▶ **Data rows**:
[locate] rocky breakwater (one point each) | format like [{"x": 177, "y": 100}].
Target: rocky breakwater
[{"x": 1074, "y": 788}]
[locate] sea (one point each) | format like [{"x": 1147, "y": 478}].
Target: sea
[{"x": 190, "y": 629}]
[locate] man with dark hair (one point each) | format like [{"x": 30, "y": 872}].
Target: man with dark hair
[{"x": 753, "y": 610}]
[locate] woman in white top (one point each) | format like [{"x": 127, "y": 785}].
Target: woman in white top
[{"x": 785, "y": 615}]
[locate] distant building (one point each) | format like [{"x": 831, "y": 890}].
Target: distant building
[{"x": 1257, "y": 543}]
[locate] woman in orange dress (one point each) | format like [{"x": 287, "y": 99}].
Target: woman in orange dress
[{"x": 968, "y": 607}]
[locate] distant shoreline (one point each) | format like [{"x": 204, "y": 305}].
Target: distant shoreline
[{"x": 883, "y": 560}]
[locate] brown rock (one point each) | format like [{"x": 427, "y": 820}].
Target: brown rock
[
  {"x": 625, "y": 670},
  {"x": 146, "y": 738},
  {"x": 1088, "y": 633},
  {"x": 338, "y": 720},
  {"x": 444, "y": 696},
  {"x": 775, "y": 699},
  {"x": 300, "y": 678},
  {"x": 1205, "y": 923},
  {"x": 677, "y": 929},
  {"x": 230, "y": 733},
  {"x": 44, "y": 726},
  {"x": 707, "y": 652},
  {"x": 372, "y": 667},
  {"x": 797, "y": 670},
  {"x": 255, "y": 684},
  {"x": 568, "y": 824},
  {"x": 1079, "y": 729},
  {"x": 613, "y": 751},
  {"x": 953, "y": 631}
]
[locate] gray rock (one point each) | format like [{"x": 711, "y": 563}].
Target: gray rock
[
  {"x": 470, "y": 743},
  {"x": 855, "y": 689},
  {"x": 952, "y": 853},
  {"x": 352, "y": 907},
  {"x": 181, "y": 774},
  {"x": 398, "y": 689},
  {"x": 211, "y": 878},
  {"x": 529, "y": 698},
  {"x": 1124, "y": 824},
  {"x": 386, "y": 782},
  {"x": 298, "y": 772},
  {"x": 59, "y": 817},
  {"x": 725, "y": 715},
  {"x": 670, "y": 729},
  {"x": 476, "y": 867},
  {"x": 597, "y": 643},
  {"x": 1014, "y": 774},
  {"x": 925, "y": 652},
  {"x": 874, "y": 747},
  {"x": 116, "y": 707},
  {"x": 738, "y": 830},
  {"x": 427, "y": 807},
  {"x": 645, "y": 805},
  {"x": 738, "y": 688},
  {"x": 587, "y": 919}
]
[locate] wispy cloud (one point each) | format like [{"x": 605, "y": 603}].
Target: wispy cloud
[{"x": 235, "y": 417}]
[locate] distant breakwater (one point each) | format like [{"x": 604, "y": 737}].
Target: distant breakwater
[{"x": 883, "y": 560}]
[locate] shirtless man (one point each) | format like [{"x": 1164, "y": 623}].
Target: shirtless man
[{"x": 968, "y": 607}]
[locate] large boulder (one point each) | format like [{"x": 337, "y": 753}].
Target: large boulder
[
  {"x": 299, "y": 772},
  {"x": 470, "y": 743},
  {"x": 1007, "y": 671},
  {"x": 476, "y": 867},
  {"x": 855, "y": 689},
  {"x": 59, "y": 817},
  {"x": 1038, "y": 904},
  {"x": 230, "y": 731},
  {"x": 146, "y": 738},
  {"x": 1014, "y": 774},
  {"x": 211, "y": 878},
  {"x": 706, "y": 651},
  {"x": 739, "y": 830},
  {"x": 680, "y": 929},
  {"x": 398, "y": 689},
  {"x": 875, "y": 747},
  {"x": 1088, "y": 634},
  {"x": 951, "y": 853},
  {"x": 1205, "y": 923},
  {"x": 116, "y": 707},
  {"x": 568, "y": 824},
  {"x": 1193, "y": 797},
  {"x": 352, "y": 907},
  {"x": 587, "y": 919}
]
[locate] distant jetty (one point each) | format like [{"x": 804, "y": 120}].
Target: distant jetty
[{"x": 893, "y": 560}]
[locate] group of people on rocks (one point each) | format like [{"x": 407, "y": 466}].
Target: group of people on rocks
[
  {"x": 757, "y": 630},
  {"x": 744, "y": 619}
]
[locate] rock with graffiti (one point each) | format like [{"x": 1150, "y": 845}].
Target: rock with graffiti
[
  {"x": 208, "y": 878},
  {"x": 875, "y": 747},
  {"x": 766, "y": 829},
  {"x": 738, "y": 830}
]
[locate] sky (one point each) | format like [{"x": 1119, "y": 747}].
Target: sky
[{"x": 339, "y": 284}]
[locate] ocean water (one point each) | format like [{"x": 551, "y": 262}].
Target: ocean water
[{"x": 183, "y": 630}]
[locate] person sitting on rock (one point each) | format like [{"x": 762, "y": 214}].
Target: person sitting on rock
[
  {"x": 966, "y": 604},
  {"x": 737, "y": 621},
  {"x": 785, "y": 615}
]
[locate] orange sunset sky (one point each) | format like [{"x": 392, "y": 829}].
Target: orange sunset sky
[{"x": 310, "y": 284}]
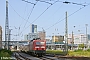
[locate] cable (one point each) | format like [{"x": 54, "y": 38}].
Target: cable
[
  {"x": 24, "y": 12},
  {"x": 68, "y": 16},
  {"x": 28, "y": 2},
  {"x": 39, "y": 16}
]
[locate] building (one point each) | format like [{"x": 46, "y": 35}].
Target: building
[
  {"x": 42, "y": 35},
  {"x": 32, "y": 36},
  {"x": 57, "y": 39},
  {"x": 33, "y": 28},
  {"x": 0, "y": 37},
  {"x": 78, "y": 39},
  {"x": 26, "y": 37}
]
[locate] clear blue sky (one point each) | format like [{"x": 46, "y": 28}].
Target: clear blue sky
[{"x": 19, "y": 11}]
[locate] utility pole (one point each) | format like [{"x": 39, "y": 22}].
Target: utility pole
[
  {"x": 6, "y": 28},
  {"x": 86, "y": 35},
  {"x": 66, "y": 35}
]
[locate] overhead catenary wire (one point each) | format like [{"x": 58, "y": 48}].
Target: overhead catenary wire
[{"x": 38, "y": 16}]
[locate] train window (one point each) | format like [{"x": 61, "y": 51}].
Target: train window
[{"x": 40, "y": 43}]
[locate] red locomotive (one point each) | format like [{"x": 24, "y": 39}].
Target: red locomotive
[{"x": 37, "y": 47}]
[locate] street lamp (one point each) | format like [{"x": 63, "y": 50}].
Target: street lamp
[{"x": 86, "y": 34}]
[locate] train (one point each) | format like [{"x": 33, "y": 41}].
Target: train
[{"x": 36, "y": 47}]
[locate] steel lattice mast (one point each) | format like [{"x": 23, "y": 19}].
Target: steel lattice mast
[{"x": 6, "y": 27}]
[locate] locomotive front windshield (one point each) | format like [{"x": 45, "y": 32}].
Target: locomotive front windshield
[{"x": 40, "y": 43}]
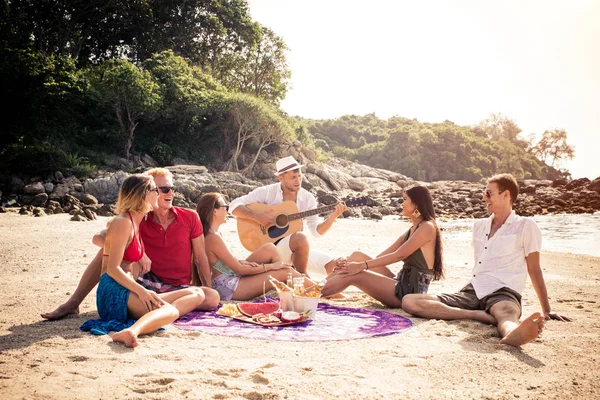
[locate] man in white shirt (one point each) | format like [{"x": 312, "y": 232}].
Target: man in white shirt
[
  {"x": 294, "y": 248},
  {"x": 507, "y": 249}
]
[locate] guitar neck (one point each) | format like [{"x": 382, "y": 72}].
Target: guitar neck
[{"x": 304, "y": 214}]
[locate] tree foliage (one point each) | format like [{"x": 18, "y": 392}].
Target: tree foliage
[
  {"x": 248, "y": 120},
  {"x": 553, "y": 144},
  {"x": 429, "y": 152}
]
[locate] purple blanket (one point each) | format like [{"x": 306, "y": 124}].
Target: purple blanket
[{"x": 331, "y": 323}]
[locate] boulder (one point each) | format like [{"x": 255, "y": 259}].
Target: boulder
[
  {"x": 39, "y": 200},
  {"x": 595, "y": 185},
  {"x": 34, "y": 188},
  {"x": 105, "y": 189}
]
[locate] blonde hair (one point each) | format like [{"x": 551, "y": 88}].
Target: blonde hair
[
  {"x": 132, "y": 195},
  {"x": 159, "y": 172}
]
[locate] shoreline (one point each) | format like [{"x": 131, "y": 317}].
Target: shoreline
[{"x": 43, "y": 259}]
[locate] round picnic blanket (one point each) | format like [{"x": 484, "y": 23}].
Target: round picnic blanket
[{"x": 331, "y": 323}]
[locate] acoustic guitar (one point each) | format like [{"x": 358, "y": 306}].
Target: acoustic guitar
[{"x": 287, "y": 221}]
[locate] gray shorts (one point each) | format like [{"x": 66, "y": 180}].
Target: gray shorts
[
  {"x": 226, "y": 285},
  {"x": 468, "y": 300}
]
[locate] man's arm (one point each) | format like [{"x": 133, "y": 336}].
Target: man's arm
[
  {"x": 239, "y": 209},
  {"x": 264, "y": 218},
  {"x": 324, "y": 226},
  {"x": 201, "y": 261},
  {"x": 539, "y": 285}
]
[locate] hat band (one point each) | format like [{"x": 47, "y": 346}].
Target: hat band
[{"x": 287, "y": 168}]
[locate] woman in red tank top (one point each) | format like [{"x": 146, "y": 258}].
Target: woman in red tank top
[{"x": 119, "y": 297}]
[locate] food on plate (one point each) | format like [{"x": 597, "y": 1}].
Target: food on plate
[
  {"x": 251, "y": 309},
  {"x": 291, "y": 316},
  {"x": 228, "y": 310}
]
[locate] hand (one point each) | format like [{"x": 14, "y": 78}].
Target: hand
[
  {"x": 250, "y": 264},
  {"x": 278, "y": 265},
  {"x": 145, "y": 264},
  {"x": 150, "y": 299},
  {"x": 351, "y": 268},
  {"x": 549, "y": 316},
  {"x": 340, "y": 207},
  {"x": 265, "y": 218}
]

▶ **Work to complete**:
The line containing "[locate] gray shorts" and every line after it, through the end of the records, should be repeated exactly and alone.

▶ **Reply**:
[locate] gray shorts (one point each) | format like [{"x": 66, "y": 180}].
Target: gray shorts
[
  {"x": 226, "y": 285},
  {"x": 468, "y": 300}
]
[locate] man's arm (one point each) | format like [{"x": 133, "y": 336}].
Target: man's arm
[
  {"x": 239, "y": 209},
  {"x": 264, "y": 218},
  {"x": 324, "y": 226},
  {"x": 201, "y": 261},
  {"x": 539, "y": 285}
]
[locate] hat band (one point each) | format like [{"x": 47, "y": 346}].
Target: hat band
[{"x": 287, "y": 168}]
[locate] woman in red tank top (one point each) | format like [{"x": 146, "y": 258}].
Target: woman in red tank top
[{"x": 119, "y": 297}]
[locate] food on plate (one point each) | format like [{"x": 597, "y": 1}].
Target: food on plate
[
  {"x": 251, "y": 309},
  {"x": 291, "y": 316},
  {"x": 228, "y": 310}
]
[locate] hand (one point each) | format like [{"x": 14, "y": 78}].
Target: hand
[
  {"x": 250, "y": 264},
  {"x": 278, "y": 265},
  {"x": 145, "y": 264},
  {"x": 150, "y": 299},
  {"x": 351, "y": 268},
  {"x": 549, "y": 316},
  {"x": 340, "y": 207},
  {"x": 265, "y": 218}
]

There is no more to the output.